Brano da esaminare:
»»
    Non voglio anticipare questi stati d'animo, dico solo che per lei la sorpresa è grande, mai avrebbe pensato di trovarsi in un caso del genere, perché chi ha la compulsione di pulire, anche se non riesce a farne a meno, pensa che in realtà non sarebbe necessario e che hanno piuttosto ragione gli altri. Ora però si trova in una situazione in cui il pericolo è reale, e disinfettare è necessario, non è un comportamento nevrotico.
    Insomma quest'esperienza costituisce una svolta inattesa e apre addirittura a Marta una possibile via d'uscita - che però resta aperta, non sappiamo come andrà a finire - la possibilità per lei di riagganciarsi al comportamento comune e di uscire dalla sua "follìa" individuale insieme agli altri, quando ne usciranno tutti''.
    Lo sporco e il disordine sono due elementi che indubbiamente stanno travolgendo la nostra società e la lotta per il futuro è cercarne rimedio…il suo romanzo vuole essere una metafora politico-ecologica? ''Non è una metafora perché è la storia di una persona in carne ed ossa alle prese con persone vere e con la propria concreta e irripetibile esistenza. Ma proprio l'esperienza vissuta la porta a guardarsi intorno e a chiedersi qual è il rapporto con lo sporco della società in cui vive quasi clandestinamente, come se fosse lei sola un caso patologico in un mondo sano ed equilibrato. Allora si accorge di enormi malesseri e squilibri che costituiscono la cosiddetta normalità in cui viviamo immersi, dove ad esempio è ovvio rifilare ai paesi poveri rifiuti tossici e lavori sporchi''.
    Crede che la narrativa e di conseguenza gli scrittori abbiano un ruolo sociale? ''La narrativa e in genere la scrittura ha inevitabilmente un ruolo sociale, che l'autore lo voglia o no.
    Anche il testo più estetizzante, egotistico e meno impegnato porta con sé una visione del mondo, e la comunica tanto più efficacemente quanto lo scrittore riesce nel suo mestiere''.
    Neri, homeless, poveri sono il suo incubo: perché ha scelto una protagonista politicamente scorretta? ''Veramente l'incubo di Marta sono i suoi simili, i vicini più prossimi, le stesse persone più care, che quotidianamente portano scompiglio nella precaria sistemazione igienica che lei si affanna a ripristinare. E poi gli ospedali, i cimiteri, gli studi medici irreprensibili... Come tutte le persone del suo ceto non ha molte occasioni di contatto con i "brutti sporchi e cattivi", come li ha chiamati Ettore Scola in un bellissimo film, e quindi non se ne sente minacciata. Gli incontri di questo tipo sono rarissimi e danno luogo a scene anche comiche, perché Marta è pronta a tutto pur di non manifestare la propria schifiltosità, appunto perché lei è una politicamente molto corretta''.
««
Estratti dei dati:
»»
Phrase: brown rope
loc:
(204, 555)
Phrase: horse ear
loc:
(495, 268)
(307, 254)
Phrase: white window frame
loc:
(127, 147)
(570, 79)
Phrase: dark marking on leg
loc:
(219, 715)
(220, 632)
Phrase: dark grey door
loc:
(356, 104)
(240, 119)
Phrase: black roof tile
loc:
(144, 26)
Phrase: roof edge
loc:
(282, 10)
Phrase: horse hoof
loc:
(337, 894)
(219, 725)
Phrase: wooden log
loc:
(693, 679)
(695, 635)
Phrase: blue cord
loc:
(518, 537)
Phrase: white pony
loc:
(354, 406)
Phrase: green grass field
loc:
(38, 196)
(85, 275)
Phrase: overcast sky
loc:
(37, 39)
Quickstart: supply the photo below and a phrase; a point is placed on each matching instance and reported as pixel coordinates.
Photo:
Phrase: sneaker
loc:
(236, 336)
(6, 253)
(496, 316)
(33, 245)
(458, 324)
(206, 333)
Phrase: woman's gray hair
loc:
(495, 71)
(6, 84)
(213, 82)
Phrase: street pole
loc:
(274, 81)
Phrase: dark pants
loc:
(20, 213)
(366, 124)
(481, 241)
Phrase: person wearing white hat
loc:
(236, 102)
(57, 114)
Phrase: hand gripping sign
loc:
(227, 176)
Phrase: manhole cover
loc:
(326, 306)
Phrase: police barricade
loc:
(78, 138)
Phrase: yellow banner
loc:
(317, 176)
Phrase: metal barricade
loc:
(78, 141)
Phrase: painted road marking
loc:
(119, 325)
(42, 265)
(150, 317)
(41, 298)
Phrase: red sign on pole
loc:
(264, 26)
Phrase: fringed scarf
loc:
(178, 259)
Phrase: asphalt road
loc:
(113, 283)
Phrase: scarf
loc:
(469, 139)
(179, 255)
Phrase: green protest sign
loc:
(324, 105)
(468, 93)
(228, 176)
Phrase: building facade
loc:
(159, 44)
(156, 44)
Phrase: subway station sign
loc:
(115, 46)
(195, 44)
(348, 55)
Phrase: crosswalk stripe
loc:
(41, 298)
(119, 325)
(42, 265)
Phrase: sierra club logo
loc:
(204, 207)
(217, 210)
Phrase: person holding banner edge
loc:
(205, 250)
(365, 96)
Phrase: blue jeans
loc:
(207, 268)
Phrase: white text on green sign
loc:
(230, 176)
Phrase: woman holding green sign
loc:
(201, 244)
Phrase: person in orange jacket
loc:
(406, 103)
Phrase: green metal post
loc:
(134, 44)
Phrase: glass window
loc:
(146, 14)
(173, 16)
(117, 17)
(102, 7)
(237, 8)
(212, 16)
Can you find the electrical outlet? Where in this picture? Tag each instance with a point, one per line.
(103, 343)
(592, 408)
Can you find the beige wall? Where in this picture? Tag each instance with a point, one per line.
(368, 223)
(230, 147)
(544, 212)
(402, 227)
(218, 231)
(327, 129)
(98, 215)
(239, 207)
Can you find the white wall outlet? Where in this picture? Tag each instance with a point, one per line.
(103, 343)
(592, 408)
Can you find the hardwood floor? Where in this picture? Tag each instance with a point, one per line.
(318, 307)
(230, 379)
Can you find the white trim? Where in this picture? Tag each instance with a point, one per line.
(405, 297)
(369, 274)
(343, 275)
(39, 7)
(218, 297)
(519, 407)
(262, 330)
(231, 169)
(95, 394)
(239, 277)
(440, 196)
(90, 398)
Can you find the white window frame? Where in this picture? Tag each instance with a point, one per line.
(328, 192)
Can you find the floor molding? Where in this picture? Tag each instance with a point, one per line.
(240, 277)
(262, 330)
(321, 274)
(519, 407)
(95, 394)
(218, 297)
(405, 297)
««
Il compito: Nel brano da esaminare, quali luoghi sono nominati come parte dell'incubo di Marta?

Risposta all'esercizio:
- gli ospedali
- i cimiteri
- gli studi medici irreprensibili